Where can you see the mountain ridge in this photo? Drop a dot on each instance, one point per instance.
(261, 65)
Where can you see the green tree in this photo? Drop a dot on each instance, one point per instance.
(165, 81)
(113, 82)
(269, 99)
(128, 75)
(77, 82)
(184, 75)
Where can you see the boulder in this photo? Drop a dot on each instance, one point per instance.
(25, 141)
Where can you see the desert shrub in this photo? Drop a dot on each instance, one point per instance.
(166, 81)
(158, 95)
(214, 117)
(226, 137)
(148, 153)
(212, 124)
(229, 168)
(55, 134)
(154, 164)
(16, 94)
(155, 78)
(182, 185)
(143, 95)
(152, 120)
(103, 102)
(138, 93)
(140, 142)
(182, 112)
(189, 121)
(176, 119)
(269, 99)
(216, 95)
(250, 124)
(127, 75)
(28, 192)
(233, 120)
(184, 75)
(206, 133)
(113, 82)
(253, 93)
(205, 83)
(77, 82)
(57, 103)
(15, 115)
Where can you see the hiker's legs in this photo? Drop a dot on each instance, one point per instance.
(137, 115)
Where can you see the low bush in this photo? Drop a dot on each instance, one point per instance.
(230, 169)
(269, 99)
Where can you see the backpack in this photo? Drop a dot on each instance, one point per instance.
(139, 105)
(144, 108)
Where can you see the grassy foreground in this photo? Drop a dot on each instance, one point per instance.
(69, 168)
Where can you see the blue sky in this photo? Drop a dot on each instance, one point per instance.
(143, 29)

What this task involves
Render the rows from the line containing "Where can you see the grassy" through the last line as a Markdown table with the columns No. and Line, numbering each line and leaving out blank lines.

Written response
| No. | Line |
|---|---|
| 1 | Where can you see the grassy foreground in this photo? Drop a dot on each instance, one point per instance. |
| 2 | (69, 168) |
| 3 | Where can you see the blue sky in this photo? Drop a dot on each instance, one point per instance. |
| 4 | (143, 29) |